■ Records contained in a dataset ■
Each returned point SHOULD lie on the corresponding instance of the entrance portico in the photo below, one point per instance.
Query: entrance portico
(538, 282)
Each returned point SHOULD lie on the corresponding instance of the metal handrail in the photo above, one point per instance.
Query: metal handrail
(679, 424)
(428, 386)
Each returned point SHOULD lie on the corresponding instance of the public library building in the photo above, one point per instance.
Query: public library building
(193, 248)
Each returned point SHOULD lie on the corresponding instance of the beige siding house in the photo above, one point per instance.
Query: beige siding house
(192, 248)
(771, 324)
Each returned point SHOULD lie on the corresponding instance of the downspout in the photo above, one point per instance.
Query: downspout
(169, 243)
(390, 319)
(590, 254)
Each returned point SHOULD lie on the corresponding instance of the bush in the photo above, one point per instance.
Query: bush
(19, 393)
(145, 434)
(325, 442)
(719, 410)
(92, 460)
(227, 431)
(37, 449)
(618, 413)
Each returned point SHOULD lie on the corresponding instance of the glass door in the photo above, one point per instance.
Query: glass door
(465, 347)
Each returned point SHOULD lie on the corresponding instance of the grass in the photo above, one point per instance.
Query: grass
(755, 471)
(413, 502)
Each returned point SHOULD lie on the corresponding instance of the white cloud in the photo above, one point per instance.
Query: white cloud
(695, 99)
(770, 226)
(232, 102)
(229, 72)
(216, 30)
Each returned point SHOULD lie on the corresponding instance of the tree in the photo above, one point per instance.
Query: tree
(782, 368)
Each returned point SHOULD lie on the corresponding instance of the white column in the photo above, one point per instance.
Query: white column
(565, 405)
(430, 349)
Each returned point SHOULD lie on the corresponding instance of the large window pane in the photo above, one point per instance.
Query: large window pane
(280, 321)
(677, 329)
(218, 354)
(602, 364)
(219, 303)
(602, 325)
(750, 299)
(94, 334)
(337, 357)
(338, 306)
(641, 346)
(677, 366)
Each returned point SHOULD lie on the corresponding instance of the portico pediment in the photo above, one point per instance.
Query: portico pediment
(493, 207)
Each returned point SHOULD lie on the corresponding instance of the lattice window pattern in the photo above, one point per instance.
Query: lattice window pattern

■ WORK REQUEST ■
Line count for "pattern": report how many lines in the data above include it, with no other words.

■ THE ANSWER ■
2